* _WHAT THE EXERCISE ASKS_: Give back all of the records exactly.

(Point-per-instance localization data)
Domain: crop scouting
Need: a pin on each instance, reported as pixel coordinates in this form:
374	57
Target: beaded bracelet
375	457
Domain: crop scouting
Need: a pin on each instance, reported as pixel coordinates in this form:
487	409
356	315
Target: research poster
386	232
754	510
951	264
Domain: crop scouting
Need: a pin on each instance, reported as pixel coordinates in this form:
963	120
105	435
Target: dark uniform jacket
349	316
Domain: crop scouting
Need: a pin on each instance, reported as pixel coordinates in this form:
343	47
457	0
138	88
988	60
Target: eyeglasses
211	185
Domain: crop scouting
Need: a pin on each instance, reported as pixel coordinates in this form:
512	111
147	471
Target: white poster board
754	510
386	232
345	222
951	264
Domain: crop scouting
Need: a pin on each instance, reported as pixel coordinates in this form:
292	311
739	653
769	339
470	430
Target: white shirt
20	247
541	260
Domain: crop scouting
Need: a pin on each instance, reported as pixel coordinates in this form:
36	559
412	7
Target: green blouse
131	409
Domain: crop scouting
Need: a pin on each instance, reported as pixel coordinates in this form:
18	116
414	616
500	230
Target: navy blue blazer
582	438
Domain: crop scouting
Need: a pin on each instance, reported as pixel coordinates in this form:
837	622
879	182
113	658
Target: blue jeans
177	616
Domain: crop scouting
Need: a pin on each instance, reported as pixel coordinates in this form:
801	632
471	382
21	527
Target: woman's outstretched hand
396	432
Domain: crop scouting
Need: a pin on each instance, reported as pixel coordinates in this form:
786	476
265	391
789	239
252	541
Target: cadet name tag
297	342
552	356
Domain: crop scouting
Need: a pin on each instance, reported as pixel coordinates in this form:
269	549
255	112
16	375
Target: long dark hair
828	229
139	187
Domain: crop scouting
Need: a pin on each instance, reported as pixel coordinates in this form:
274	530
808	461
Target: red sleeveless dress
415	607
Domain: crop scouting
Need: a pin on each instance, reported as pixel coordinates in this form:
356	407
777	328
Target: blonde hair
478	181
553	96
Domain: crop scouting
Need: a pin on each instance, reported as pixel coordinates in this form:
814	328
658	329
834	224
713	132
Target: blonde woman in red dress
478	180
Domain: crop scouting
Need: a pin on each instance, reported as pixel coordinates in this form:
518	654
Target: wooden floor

* _EXERCISE ANSWER_:
Domain: crop scouting
Need: a pin on each instance, reported as pixel coordinates in this form:
374	57
Target: beaded bracelet
375	457
Domain: crop scouting
Need: a pin on each instance, reported as pixel coordinates in this form:
487	409
356	315
Target: research poster
386	232
754	510
951	264
Domain: crop scouting
Need: a pin on each instance, reported as pixel coordinates in this form:
963	120
105	435
Target: dark uniform jacket
349	316
Domain: crop scouting
Need: a pin on each instance, reported as pixel coordinates in this form:
343	47
457	0
138	88
988	60
Target: eyeglasses
211	185
Domain: crop scouting
Need: a pin on each instance, reported as pixel coordinates in this form:
512	111
147	471
Target: white poster board
754	510
386	232
345	222
951	264
Domain: crop scouting
Need: a pin on each instance, reported as pixel coordinates in this form:
292	311
739	653
769	339
470	430
Target: white shirt
20	247
541	260
Domain: crop scouting
Need: a pin on each instance, reported as pixel coordinates in this form:
36	559
412	7
Target: green blouse
131	409
Domain: crop scouting
Need: a pin on each instance, reported as pixel coordinates in this form:
18	116
414	616
500	230
Target: navy blue blazer
582	438
Domain: crop scouting
Need: a pin on each instance, reported as pixel coordinates in this form:
837	622
879	182
113	658
Target: blue jeans
177	616
Domain: crop scouting
Need: a pin on each instance, reported as pixel coordinates in this form:
801	632
471	382
21	527
Target: woman's outstretched hand
396	432
Domain: crop scouting
Need: a pin on each instance, reported as pixel coordinates in this form:
786	476
265	391
789	239
252	541
Target: cadet name tag
297	342
552	356
Domain: crop scouting
Need: a pin on each instance, reported as pixel coordinates in this form:
269	549
255	112
16	375
Target: long dark hair
828	229
139	187
Domain: crop scouting
Need: a pin on each instance, reported as pixel coordinates in this form:
274	530
808	461
Target: red sleeveless dress
415	607
Domain: crop scouting
Need: a pin on each instance, reported as pixel coordinates in this form:
356	407
777	328
Target: blonde hair
478	181
553	96
Domain: crop scouting
Need: a pin on each instance, reported as pixel coordinates in this form:
814	328
658	329
834	224
713	132
Target: blonde woman in red dress
478	180
Domain: crop scouting
Need: a pin on each instance, reported as pixel coordinates in this form:
518	654
Target: wooden floor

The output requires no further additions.